======== SUPPLIED RECORDS ========
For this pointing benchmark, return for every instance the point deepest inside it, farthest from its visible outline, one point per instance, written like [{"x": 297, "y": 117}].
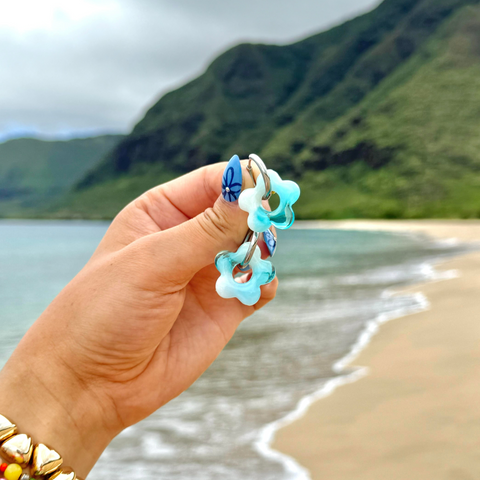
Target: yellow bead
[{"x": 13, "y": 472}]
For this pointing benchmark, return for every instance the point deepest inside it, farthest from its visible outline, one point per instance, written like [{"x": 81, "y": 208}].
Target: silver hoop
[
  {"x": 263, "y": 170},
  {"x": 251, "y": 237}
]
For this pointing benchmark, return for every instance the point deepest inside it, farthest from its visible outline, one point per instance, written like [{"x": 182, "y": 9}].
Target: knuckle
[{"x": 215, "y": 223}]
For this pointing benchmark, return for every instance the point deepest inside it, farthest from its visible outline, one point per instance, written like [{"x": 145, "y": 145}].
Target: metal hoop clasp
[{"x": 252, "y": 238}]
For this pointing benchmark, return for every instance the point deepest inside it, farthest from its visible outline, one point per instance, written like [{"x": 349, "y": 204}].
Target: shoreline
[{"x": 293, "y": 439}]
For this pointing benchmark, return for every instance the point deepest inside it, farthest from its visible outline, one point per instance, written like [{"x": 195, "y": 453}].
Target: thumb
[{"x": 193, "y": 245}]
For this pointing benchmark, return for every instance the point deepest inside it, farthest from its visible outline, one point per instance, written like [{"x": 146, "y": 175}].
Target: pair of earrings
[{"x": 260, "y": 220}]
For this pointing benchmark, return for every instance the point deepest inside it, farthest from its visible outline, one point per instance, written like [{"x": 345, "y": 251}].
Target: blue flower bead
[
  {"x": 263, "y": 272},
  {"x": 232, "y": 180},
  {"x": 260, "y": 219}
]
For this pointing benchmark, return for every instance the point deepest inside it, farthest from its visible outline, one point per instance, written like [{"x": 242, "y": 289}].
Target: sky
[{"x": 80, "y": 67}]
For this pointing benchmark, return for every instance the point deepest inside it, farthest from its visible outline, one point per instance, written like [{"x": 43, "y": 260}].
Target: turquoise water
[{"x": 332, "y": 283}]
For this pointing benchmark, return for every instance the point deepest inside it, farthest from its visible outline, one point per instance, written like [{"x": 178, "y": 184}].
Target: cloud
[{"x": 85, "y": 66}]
========
======== SUPPLIED RECORDS ========
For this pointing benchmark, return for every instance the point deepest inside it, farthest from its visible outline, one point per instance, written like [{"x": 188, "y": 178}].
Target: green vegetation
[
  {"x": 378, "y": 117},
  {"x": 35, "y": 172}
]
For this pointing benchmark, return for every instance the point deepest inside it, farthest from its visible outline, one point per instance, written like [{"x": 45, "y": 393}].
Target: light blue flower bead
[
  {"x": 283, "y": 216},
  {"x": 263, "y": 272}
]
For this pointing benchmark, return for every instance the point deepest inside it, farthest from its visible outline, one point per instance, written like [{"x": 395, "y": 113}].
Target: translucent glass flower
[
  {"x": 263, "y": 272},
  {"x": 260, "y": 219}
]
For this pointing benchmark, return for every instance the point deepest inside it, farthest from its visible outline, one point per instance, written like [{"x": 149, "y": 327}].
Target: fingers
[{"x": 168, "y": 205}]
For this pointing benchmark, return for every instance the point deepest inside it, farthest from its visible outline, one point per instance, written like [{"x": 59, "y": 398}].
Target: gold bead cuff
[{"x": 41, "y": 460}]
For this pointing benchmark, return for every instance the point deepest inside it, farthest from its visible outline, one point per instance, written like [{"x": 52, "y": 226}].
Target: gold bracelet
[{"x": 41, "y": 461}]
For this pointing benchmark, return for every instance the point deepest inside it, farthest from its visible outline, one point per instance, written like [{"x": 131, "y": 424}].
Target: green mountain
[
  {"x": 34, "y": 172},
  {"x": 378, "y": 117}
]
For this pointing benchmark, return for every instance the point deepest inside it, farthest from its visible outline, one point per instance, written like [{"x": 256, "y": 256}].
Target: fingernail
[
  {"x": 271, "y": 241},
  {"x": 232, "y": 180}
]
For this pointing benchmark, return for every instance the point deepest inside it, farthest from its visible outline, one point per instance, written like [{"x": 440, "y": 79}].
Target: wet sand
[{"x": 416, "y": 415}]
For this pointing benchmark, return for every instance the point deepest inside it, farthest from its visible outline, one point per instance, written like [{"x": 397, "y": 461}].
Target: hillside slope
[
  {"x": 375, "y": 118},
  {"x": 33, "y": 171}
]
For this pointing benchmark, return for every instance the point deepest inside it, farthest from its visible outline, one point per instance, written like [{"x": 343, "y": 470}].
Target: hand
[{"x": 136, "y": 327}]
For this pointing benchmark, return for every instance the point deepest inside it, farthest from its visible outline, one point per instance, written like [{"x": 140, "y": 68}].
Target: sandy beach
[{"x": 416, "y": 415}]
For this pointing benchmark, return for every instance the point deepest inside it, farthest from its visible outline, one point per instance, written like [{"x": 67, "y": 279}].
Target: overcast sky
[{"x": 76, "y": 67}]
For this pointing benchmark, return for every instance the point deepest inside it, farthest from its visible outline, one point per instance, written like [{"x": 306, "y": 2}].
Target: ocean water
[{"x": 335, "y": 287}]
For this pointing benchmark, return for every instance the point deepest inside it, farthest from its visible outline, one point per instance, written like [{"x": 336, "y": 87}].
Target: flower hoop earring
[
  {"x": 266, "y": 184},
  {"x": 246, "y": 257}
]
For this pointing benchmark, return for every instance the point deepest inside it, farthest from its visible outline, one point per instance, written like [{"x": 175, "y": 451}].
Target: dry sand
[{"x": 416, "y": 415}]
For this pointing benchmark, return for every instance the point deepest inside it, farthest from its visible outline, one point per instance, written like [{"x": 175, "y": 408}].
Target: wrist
========
> **TO BE DONE**
Show every line in the records that contains the word "blue", copied in full.

> **TASK RESULT**
Target: blue flower bead
Target: light blue flower bead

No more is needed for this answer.